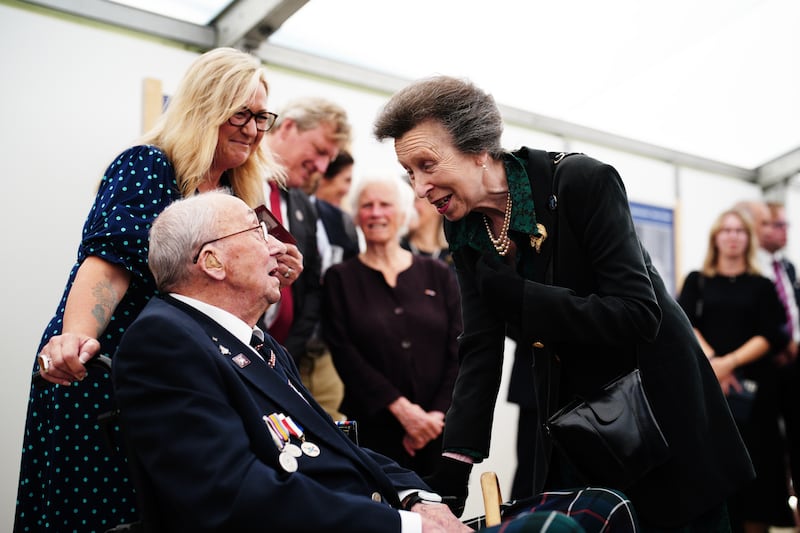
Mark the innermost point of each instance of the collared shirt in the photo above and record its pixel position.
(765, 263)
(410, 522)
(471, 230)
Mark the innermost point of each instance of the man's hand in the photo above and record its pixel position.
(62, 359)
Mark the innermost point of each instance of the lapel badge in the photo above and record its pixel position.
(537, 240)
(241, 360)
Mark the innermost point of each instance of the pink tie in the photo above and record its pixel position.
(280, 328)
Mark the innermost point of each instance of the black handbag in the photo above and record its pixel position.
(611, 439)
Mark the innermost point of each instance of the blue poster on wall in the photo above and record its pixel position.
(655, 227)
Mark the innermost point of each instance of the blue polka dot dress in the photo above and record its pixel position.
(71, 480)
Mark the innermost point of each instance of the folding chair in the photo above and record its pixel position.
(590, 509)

***

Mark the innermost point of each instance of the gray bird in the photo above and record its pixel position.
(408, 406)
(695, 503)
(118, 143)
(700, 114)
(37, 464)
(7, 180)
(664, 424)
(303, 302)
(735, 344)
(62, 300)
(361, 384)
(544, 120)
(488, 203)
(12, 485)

***

* [Problema breve]:
Conta le righe delle voci qui sopra che contengono la parola "blue". Rispondi solo con il numero.

* [Risposta completa]:
2